#### Task brief:
In the text about coal below, list every chemical it names as one of the simpler forms that coal breaks down into when heated without air.

#### Exercise text:
- - - - - - -

Coal is the dirtiest fossil fuel. As we explain in today’s story for Quartz’s field guide on coal in India, more than half the elements of the periodic table have been detected in coal at one time or another. That means mining and burning coal releases all sorts of noxious stuff into the environment.

Beyond these toxins, coal also produces more greenhouse gases for every unit of heat it supplies than any other fossil fuel. Though the planet still has plenty of coal, it’s clear we should keep as much of it in the ground as possible.

But coal’s many sins shouldn’t be used to forget the value it has offered to humanity. Coal powered the industrial revolution and it continues to pull people out of poverty in much of the world. Crucially, during the 17th and 18th centuries, coal helped create the carbon-based branch of chemistry we call “organic chemistry,” which I studied to gain my PhD from the University of Oxford. Organic chemists have won one in five of all Nobel Prizes in chemistry awarded over the last 120 years.

When coal is heated in the absence of air, its complex mixture breaks down into simpler forms called “coal tar.” These chemicals—such as benzene, toluene, naphthalene, anthracene, and phenol—form the basis for perfumes, explosives, and medicines. The black, smelly, liquid coal tar has been used to create the myriad of beautiful dyes you can see in the image below.

Image shared by Dr Alexandra Loske, a curator at the Royal Pavilion in Brighton, UK.
Image shared by Dr Alexandra Loske, a curator at the Royal Pavilion in Brighton, UK.
Image: Alexandra Loske

Coal is still used by countries like China to produce the bevy of chemicals we use on an everyday basis, from plastics to mattress foam and detergents to self-care creams. But technological progress means, most of the world has moved beyond using coal as the basis for the carbon molecules that can make those valuable chemicals. Instead, they’re relying on crude oil: easier to handle, more efficient to repurpose, and leaves behind fewer emissions.

As we take on the climate challenge, we’ll have to find more sustainable ways of fueling our carbon-heavy lives. Until then, dirty fossil fuels will remain a large part of the solution.

- - - - - - -

#### Record set:
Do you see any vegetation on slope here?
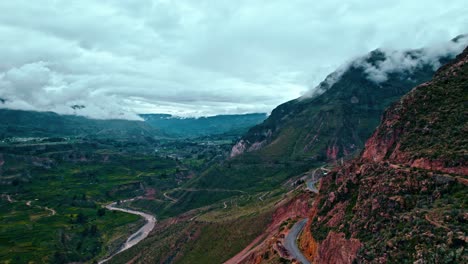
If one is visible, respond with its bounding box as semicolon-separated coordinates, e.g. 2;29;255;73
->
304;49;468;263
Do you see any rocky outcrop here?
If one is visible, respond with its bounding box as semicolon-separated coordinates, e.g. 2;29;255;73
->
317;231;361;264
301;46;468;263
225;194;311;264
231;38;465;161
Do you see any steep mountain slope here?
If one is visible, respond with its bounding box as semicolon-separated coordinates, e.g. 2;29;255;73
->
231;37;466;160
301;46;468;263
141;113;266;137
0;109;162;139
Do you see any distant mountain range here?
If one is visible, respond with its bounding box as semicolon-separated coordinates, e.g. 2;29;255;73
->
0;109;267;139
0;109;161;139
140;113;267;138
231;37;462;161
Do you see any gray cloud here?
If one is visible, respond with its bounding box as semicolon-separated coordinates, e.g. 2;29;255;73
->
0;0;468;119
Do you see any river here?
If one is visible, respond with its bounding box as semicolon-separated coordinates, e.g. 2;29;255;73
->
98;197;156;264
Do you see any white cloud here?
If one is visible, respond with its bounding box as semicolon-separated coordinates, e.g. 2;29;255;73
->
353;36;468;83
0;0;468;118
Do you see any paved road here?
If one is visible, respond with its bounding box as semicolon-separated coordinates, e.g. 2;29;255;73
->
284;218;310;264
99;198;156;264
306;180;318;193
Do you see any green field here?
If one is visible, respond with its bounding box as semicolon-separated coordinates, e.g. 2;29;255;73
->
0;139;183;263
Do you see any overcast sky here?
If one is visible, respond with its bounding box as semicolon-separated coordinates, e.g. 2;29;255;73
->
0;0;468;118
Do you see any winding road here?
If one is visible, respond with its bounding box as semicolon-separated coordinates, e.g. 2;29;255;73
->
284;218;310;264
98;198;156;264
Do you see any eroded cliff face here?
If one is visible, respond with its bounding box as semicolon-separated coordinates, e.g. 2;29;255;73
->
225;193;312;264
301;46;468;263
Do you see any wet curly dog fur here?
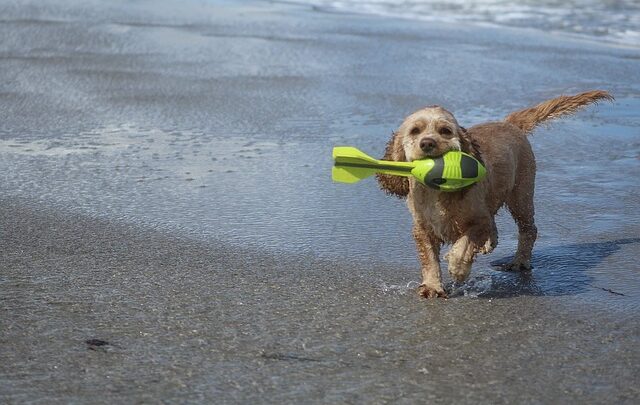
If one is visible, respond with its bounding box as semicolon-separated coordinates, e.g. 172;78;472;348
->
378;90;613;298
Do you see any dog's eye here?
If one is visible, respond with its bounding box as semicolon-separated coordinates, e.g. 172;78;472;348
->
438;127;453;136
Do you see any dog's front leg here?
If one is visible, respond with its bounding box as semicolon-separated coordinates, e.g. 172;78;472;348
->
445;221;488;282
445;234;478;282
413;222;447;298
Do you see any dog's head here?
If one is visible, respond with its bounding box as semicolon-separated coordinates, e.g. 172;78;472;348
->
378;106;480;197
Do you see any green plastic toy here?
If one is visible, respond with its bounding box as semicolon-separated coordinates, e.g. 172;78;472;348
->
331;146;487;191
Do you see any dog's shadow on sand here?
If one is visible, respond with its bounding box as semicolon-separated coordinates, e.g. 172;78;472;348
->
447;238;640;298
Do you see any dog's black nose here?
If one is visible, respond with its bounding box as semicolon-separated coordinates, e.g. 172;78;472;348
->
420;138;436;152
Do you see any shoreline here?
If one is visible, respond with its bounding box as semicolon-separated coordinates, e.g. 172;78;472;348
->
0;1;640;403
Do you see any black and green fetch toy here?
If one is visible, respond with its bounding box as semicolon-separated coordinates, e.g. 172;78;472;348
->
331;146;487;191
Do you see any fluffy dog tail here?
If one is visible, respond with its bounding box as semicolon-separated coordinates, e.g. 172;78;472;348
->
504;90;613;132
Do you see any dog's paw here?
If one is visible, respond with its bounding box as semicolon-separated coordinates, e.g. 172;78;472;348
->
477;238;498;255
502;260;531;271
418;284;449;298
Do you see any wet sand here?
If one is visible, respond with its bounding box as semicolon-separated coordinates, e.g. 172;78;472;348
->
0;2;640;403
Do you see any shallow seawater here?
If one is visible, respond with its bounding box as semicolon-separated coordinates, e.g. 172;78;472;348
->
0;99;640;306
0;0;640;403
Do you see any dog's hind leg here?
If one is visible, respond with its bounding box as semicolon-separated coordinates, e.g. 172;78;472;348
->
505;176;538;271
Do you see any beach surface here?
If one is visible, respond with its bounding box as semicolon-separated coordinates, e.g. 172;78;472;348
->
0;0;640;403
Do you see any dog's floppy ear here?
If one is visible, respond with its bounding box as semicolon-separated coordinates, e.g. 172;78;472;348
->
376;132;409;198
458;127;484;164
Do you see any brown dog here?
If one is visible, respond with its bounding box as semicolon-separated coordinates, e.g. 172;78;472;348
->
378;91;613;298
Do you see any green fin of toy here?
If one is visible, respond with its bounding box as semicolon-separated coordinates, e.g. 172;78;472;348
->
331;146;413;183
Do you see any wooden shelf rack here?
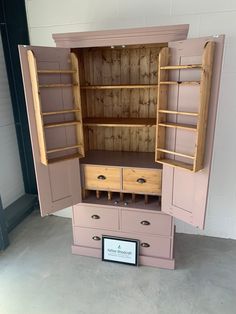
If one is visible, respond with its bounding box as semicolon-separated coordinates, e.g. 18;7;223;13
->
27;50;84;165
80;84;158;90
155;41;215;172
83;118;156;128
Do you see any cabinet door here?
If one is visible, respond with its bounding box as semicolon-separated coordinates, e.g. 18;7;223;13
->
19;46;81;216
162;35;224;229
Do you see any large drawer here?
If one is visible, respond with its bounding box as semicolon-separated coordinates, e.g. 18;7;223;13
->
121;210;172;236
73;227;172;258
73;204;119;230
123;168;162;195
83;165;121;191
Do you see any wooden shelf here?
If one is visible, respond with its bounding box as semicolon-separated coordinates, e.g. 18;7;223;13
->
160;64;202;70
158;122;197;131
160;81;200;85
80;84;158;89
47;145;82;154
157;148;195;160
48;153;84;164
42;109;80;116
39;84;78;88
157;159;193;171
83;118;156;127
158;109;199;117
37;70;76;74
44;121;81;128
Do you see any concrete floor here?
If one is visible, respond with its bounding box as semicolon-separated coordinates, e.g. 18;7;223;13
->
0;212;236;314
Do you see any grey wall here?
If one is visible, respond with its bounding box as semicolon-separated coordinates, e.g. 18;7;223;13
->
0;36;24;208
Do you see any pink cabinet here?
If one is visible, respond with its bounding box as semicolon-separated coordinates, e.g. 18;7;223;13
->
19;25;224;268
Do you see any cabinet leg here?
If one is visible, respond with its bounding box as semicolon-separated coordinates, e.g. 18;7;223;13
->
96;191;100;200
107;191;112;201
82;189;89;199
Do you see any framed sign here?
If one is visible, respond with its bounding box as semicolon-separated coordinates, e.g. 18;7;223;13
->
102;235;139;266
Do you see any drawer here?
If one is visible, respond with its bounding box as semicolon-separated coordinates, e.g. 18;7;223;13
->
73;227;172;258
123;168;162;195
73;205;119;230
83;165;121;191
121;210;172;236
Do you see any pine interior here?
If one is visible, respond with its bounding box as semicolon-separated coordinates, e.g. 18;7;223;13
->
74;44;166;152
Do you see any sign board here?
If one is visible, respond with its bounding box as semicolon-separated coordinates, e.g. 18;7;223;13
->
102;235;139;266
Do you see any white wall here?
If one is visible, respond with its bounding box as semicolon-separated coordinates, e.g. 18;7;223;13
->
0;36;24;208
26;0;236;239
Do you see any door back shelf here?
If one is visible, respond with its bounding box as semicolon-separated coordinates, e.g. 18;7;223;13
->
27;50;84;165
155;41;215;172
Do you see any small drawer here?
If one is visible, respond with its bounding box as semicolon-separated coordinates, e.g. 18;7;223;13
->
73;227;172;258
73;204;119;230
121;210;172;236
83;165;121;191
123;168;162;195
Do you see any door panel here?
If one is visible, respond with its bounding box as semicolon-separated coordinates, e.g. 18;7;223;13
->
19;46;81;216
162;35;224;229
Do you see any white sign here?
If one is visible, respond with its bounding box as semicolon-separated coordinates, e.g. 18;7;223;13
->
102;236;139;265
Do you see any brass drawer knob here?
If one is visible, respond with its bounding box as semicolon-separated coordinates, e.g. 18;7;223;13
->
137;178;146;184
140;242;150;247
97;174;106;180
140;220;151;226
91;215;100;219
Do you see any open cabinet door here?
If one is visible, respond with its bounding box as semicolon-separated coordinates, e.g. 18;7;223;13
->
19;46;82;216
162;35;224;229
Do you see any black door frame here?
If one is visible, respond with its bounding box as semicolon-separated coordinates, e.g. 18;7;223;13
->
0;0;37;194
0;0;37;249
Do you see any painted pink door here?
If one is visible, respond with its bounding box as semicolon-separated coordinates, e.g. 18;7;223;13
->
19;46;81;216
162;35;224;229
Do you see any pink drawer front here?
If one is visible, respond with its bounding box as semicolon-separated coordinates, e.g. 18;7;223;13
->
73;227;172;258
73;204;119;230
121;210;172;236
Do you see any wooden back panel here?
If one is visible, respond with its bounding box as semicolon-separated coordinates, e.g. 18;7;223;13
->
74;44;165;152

- - - - - - -

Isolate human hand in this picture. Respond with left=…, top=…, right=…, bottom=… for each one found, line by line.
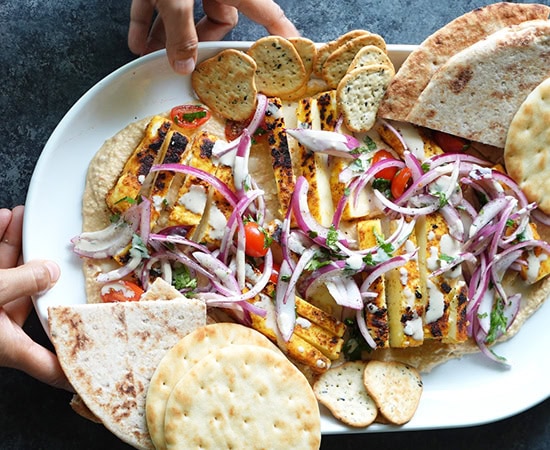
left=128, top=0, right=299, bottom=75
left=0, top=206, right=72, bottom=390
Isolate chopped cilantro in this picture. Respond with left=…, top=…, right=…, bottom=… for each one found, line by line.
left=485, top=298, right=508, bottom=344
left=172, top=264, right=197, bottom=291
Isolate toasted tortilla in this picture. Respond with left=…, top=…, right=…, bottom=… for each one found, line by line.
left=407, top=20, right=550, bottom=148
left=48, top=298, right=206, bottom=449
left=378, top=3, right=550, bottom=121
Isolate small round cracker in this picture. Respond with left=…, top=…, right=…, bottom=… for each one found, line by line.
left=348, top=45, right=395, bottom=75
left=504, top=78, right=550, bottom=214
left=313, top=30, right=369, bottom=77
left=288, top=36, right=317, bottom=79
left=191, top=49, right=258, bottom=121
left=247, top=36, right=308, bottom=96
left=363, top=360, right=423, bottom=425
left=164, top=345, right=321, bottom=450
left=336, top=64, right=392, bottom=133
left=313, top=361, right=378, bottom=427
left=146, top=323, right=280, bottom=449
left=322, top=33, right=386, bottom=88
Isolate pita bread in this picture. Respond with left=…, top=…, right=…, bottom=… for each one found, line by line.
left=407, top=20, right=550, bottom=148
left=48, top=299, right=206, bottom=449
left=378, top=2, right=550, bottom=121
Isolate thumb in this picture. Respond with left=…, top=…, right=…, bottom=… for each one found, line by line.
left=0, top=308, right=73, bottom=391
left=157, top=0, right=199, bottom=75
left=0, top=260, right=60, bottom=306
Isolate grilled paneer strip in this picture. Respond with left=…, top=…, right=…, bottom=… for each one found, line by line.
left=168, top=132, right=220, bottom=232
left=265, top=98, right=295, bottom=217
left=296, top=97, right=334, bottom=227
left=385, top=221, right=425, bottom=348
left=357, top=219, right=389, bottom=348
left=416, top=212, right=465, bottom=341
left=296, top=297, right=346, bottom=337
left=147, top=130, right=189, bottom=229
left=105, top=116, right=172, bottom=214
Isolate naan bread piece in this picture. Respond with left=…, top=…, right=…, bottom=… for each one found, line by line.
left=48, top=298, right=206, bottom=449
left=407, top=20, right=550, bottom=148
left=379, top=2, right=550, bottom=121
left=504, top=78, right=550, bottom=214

- - - - - - -

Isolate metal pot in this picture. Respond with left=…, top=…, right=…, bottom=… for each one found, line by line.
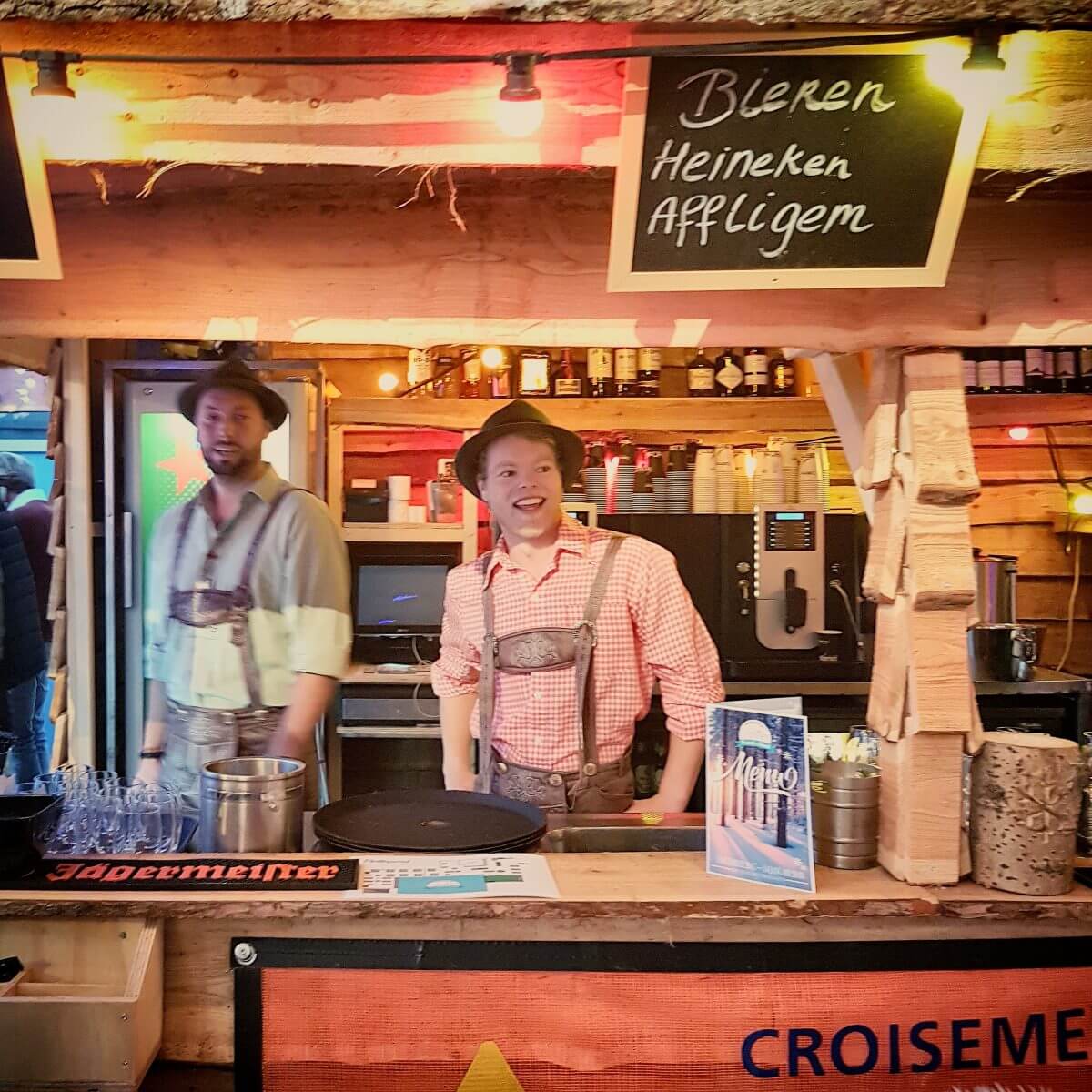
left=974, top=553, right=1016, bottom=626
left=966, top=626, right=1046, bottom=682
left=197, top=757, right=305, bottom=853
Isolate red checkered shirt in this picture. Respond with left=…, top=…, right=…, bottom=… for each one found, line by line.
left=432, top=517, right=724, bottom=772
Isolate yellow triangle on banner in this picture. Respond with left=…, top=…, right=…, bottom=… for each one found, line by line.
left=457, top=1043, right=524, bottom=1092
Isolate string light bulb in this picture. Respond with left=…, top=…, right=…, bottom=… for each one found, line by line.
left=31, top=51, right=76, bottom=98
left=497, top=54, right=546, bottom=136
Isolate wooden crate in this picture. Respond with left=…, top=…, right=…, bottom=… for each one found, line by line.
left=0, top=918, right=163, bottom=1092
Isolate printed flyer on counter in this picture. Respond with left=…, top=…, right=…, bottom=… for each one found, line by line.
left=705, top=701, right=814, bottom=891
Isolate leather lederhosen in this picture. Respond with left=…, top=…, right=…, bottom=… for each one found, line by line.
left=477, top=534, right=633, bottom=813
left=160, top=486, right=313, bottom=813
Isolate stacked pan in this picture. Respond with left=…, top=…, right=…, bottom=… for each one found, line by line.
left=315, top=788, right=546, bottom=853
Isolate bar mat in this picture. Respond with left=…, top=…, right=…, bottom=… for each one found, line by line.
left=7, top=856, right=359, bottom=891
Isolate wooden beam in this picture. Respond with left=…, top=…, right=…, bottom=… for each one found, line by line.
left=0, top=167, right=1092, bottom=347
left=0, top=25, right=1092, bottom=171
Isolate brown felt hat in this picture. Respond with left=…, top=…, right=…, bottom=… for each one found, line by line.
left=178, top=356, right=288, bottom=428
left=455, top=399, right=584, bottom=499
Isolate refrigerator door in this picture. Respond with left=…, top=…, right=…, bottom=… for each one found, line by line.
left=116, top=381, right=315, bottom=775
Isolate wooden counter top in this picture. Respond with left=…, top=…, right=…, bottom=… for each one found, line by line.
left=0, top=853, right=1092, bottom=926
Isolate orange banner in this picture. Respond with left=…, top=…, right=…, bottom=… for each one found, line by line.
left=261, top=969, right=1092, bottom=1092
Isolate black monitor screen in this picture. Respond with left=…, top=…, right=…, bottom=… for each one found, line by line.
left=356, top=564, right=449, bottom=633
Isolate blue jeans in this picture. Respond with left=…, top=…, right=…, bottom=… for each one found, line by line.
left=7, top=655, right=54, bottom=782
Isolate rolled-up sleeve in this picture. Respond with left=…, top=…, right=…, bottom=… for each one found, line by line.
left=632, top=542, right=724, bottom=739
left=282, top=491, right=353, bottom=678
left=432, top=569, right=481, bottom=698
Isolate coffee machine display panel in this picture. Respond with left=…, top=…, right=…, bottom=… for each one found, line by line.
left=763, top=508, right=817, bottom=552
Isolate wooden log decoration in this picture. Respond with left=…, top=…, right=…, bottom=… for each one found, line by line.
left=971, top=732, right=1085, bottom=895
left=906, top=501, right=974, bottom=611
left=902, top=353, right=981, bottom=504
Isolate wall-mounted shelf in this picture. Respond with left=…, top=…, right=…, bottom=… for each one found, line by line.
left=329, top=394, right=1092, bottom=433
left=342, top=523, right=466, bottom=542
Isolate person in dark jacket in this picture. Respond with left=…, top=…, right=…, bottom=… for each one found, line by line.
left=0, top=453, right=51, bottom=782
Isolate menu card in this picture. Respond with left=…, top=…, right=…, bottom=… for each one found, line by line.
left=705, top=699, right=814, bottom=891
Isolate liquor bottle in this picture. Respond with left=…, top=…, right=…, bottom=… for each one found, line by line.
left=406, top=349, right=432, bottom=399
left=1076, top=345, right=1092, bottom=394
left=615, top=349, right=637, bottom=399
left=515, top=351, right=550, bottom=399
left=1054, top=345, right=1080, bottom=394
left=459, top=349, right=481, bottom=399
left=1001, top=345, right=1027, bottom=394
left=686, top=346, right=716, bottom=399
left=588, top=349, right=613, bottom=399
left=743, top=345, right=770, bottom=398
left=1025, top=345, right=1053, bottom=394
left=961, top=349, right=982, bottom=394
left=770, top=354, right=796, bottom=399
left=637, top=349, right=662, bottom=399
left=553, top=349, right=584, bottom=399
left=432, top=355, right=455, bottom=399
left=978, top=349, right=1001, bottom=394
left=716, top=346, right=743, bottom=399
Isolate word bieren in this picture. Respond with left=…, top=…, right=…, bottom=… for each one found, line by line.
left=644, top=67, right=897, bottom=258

- - - - - - -

#### Answer to the problem:
Benzene, toluene, naphthalene, anthracene, and phenol.